§ EXTRACTED TEXT
★ ★ ★ ★ ★ ★ ★
Should I Stretch Before or After My Runs?

You’ve seen the iconic image of a runner bent over and touching his toes. You’ve probably seen plenty of runners doing this before races. So it may surprise you to hear that this so-called static stretching – attempting to lengthen muscles and tendons to increase flexibility – is generally not recommended.

Stretching has been hotly debated in recent years. There is no evidence that static stretching prevents injury or improves performance, experts now say. In fact there’s some evidence that it can hurt. When it comes to staying injury-free, functional range of motion is more important than flexibility.

“If you can run comfortably, and without injury, there is no need to stretch,” says William O. Roberts, professor in the Department of Family Medicine and Community Health at the University of Minnesota Medical School, U.S.

Before your workout, your time is better spent warming up with dynamic stretching.

These moves, which include butt kicks and walking with high knees, improve range of motion and loosen up muscles that you’re going to use on the road. They also increase heart rate, body temperature and bloodflow so you feel warmed up sooner and run more efficiently.
★ ★ ★ ★ ★ ★ ★
§ QUESTIONS ON THE MATERIAL
- A) In the article on stretching, what matters more than flexibility for staying injury-free?
- B) Translate this sentence from the article on stretching into Spanish: "Before your workout, your time is better spent warming up with dynamic stretching."
★ ★ ★ ★ ★ ★ ★
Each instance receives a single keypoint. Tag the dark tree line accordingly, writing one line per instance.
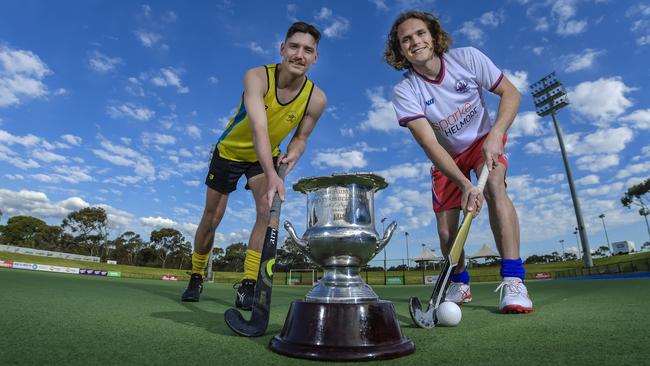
(85, 232)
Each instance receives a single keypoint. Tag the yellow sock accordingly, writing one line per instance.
(252, 264)
(199, 262)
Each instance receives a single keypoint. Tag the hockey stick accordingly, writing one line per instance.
(261, 307)
(427, 319)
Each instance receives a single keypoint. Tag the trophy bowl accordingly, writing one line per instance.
(341, 236)
(341, 318)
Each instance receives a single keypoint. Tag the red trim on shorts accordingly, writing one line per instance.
(445, 193)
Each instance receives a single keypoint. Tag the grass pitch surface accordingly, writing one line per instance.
(52, 319)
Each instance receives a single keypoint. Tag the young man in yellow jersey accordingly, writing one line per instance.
(276, 99)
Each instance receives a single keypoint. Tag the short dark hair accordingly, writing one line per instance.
(393, 52)
(302, 27)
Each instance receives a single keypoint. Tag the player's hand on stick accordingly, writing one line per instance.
(492, 150)
(472, 200)
(289, 159)
(274, 184)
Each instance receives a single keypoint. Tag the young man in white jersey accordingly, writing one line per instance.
(440, 101)
(276, 100)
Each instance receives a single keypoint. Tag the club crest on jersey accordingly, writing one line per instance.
(462, 86)
(291, 117)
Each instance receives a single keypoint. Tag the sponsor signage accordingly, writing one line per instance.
(394, 280)
(430, 279)
(23, 265)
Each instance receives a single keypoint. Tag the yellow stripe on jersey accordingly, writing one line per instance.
(236, 142)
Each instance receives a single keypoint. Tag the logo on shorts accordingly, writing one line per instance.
(462, 86)
(291, 117)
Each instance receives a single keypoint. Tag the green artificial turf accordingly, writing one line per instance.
(63, 319)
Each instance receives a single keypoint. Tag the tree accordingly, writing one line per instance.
(91, 226)
(30, 232)
(167, 241)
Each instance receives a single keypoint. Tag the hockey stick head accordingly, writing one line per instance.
(253, 328)
(422, 318)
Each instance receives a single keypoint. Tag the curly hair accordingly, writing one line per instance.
(393, 53)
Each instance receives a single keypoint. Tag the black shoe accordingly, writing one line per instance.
(245, 293)
(194, 288)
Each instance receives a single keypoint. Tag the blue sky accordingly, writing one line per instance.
(117, 104)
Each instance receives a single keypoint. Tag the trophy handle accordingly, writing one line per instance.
(301, 244)
(387, 235)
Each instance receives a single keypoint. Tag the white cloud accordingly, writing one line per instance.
(130, 110)
(156, 138)
(582, 61)
(473, 33)
(340, 159)
(526, 124)
(72, 139)
(564, 11)
(193, 131)
(170, 77)
(639, 119)
(147, 39)
(253, 47)
(519, 79)
(406, 171)
(124, 156)
(588, 180)
(492, 19)
(27, 140)
(48, 156)
(597, 163)
(102, 63)
(21, 76)
(601, 100)
(381, 115)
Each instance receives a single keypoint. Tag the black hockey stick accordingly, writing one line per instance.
(261, 307)
(427, 318)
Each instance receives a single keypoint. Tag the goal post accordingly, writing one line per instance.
(303, 276)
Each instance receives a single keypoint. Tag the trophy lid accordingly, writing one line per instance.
(371, 181)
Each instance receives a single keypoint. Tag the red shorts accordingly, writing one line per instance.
(445, 193)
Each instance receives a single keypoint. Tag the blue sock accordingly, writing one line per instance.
(513, 268)
(462, 277)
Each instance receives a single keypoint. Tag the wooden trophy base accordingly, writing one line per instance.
(342, 332)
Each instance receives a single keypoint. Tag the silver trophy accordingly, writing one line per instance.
(341, 318)
(341, 236)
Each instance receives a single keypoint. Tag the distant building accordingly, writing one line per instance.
(623, 247)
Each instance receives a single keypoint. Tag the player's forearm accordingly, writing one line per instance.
(297, 146)
(263, 150)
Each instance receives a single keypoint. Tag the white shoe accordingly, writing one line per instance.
(459, 293)
(514, 297)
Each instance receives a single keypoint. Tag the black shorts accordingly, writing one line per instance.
(224, 174)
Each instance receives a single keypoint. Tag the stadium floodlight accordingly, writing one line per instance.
(602, 217)
(550, 96)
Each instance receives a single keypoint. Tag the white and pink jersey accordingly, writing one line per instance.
(453, 103)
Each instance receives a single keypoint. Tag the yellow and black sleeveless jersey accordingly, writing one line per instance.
(236, 143)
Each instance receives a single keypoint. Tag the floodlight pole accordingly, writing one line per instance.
(382, 233)
(550, 96)
(602, 217)
(408, 260)
(574, 196)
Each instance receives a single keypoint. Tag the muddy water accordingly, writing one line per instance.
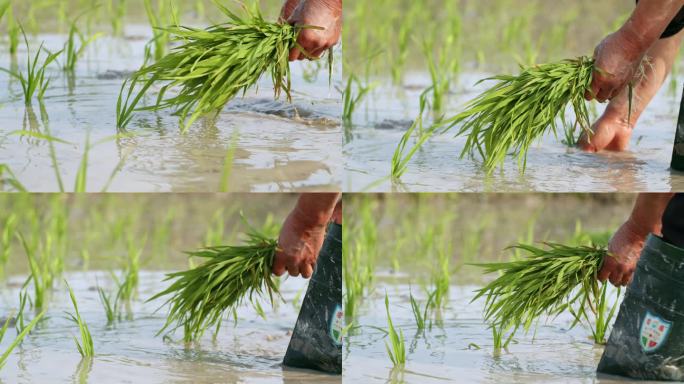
(279, 146)
(551, 166)
(461, 347)
(129, 351)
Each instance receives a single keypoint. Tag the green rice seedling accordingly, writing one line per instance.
(129, 286)
(441, 274)
(19, 323)
(201, 296)
(518, 110)
(501, 341)
(20, 337)
(399, 62)
(13, 31)
(8, 177)
(8, 230)
(396, 349)
(72, 52)
(3, 330)
(548, 281)
(400, 159)
(85, 346)
(110, 306)
(421, 316)
(34, 82)
(4, 6)
(212, 66)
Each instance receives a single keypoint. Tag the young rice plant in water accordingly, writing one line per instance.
(85, 346)
(34, 82)
(396, 348)
(518, 110)
(548, 281)
(211, 66)
(200, 297)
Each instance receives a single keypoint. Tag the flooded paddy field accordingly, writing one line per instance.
(457, 46)
(144, 237)
(423, 247)
(256, 143)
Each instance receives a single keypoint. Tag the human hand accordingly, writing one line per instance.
(298, 247)
(617, 60)
(325, 14)
(625, 249)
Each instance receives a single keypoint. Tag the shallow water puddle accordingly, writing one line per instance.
(129, 351)
(461, 347)
(275, 147)
(551, 166)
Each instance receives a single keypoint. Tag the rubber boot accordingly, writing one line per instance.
(316, 342)
(678, 151)
(647, 341)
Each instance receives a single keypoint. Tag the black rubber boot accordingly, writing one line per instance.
(316, 342)
(647, 341)
(678, 151)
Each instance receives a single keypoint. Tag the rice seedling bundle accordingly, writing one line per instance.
(200, 297)
(211, 66)
(518, 110)
(548, 281)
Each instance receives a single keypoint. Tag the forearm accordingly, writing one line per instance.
(314, 209)
(648, 212)
(647, 23)
(335, 5)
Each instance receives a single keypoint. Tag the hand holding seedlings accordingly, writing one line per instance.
(200, 297)
(619, 55)
(613, 130)
(303, 233)
(628, 241)
(326, 14)
(212, 66)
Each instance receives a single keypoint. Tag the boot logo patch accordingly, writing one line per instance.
(654, 332)
(337, 325)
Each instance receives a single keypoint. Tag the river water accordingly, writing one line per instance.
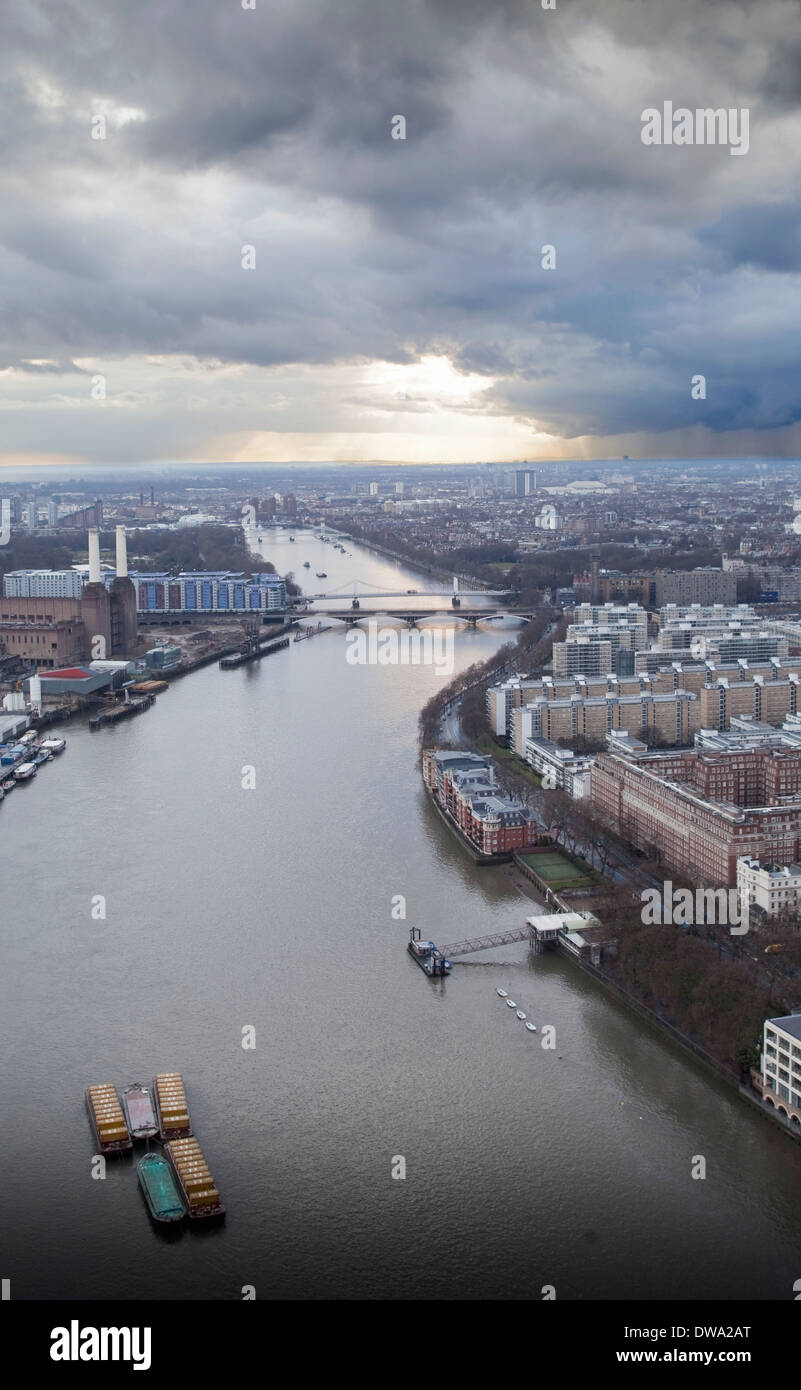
(270, 908)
★ ★ ★ ★ ★ ★ ★
§ RESPONSES FOR EACH TASK
- A) Functional range of motion.

- B) Antes de tu entrenamiento, es mejor dedicar tu tiempo a calentar con estiramientos dinámicos.